# DATA EXTRACT
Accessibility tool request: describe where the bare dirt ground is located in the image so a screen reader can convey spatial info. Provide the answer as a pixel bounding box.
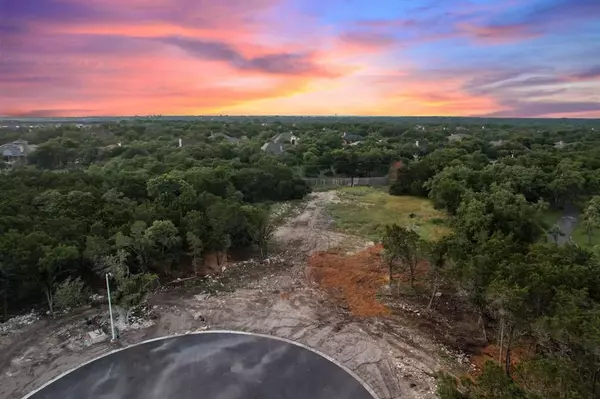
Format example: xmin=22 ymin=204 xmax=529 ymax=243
xmin=0 ymin=192 xmax=458 ymax=399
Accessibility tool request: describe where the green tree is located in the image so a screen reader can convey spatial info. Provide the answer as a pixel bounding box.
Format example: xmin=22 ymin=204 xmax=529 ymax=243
xmin=466 ymin=362 xmax=527 ymax=398
xmin=548 ymin=160 xmax=585 ymax=206
xmin=186 ymin=232 xmax=203 ymax=276
xmin=84 ymin=235 xmax=111 ymax=264
xmin=243 ymin=205 xmax=279 ymax=259
xmin=381 ymin=224 xmax=404 ymax=286
xmin=144 ymin=220 xmax=181 ymax=261
xmin=98 ymin=251 xmax=158 ymax=309
xmin=425 ymin=166 xmax=474 ymax=214
xmin=381 ymin=224 xmax=421 ymax=288
xmin=486 ymin=278 xmax=528 ymax=376
xmin=115 ymin=221 xmax=152 ymax=271
xmin=37 ymin=244 xmax=79 ymax=314
xmin=547 ymin=223 xmax=563 ymax=245
xmin=147 ymin=174 xmax=197 ymax=216
xmin=205 ymin=201 xmax=246 ymax=263
xmin=582 ymin=196 xmax=600 ymax=245
xmin=54 ymin=277 xmax=90 ymax=310
xmin=454 ymin=184 xmax=546 ymax=244
xmin=400 ymin=228 xmax=421 ymax=289
xmin=424 ymin=237 xmax=450 ymax=310
xmin=28 ymin=139 xmax=71 ymax=169
xmin=0 ymin=261 xmax=14 ymax=320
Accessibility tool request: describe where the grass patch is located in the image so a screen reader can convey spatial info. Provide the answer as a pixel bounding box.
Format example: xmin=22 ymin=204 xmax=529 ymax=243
xmin=327 ymin=186 xmax=451 ymax=241
xmin=541 ymin=209 xmax=600 ymax=247
xmin=572 ymin=222 xmax=600 ymax=247
xmin=541 ymin=209 xmax=563 ymax=229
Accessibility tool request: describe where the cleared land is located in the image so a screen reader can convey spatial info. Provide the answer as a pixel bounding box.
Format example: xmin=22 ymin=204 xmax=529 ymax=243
xmin=327 ymin=187 xmax=451 ymax=241
xmin=1 ymin=192 xmax=457 ymax=399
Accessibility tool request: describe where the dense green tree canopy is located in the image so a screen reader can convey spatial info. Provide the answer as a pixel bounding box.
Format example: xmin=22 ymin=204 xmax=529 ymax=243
xmin=2 ymin=117 xmax=600 ymax=397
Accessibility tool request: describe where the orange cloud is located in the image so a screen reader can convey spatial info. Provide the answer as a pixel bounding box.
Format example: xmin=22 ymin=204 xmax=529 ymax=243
xmin=362 ymin=72 xmax=501 ymax=116
xmin=1 ymin=37 xmax=325 ymax=117
xmin=220 ymin=66 xmax=502 ymax=117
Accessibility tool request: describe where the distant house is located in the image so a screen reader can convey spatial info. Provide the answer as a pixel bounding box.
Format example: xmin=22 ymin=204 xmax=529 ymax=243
xmin=490 ymin=140 xmax=506 ymax=147
xmin=1 ymin=139 xmax=37 ymax=164
xmin=261 ymin=132 xmax=298 ymax=154
xmin=341 ymin=132 xmax=363 ymax=145
xmin=176 ymin=137 xmax=203 ymax=147
xmin=448 ymin=133 xmax=468 ymax=142
xmin=261 ymin=141 xmax=285 ymax=155
xmin=554 ymin=141 xmax=566 ymax=149
xmin=413 ymin=139 xmax=428 ymax=152
xmin=209 ymin=132 xmax=240 ymax=145
xmin=273 ymin=131 xmax=299 ymax=145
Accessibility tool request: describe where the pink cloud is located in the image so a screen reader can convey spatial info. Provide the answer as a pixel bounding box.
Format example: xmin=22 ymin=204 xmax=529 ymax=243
xmin=336 ymin=31 xmax=400 ymax=53
xmin=456 ymin=22 xmax=542 ymax=44
xmin=3 ymin=0 xmax=599 ymax=118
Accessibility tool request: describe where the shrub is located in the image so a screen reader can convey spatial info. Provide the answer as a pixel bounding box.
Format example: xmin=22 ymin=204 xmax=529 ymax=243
xmin=54 ymin=278 xmax=91 ymax=310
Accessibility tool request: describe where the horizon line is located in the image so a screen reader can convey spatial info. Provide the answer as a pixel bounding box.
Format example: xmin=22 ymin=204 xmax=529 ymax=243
xmin=2 ymin=114 xmax=600 ymax=121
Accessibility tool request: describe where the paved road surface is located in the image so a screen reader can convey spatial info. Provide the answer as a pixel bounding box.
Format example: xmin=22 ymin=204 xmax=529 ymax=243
xmin=25 ymin=332 xmax=377 ymax=399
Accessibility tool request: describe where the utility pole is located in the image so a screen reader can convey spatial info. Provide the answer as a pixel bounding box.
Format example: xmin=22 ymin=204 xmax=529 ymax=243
xmin=105 ymin=273 xmax=116 ymax=341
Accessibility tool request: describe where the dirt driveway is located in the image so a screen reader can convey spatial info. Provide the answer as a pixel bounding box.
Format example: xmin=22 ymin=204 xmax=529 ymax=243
xmin=0 ymin=192 xmax=445 ymax=399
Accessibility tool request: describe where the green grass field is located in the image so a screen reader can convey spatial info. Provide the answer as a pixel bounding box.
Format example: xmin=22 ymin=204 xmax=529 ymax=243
xmin=327 ymin=186 xmax=451 ymax=241
xmin=572 ymin=222 xmax=600 ymax=247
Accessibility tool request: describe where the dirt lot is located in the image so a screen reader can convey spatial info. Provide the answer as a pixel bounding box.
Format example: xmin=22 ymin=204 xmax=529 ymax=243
xmin=0 ymin=191 xmax=465 ymax=399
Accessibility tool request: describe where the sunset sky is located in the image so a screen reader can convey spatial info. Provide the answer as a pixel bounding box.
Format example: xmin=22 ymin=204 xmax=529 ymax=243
xmin=2 ymin=0 xmax=600 ymax=118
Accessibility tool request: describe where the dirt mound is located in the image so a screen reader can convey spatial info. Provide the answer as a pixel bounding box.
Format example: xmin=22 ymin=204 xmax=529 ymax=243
xmin=308 ymin=245 xmax=390 ymax=317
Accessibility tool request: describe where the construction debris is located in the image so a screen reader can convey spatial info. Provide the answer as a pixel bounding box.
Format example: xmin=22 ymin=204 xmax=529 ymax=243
xmin=0 ymin=311 xmax=40 ymax=335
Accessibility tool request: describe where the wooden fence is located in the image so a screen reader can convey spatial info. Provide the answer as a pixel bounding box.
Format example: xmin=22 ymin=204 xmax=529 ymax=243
xmin=304 ymin=176 xmax=389 ymax=189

# WORK TO BE COMPLETED
Read the listing line by line, and copy each line in which the word "grass" is found.

# OUTPUT OF THE EXERCISE
Accessibility tool request: describe where the grass patch is located in the image so a screen reader can convey spatial info. Provide the answer as a pixel bounding box.
Accessibility tool request: describe where the green grass field is located in the image so a screen reader can convey spatial info. Provide the answer as a pixel bounding box.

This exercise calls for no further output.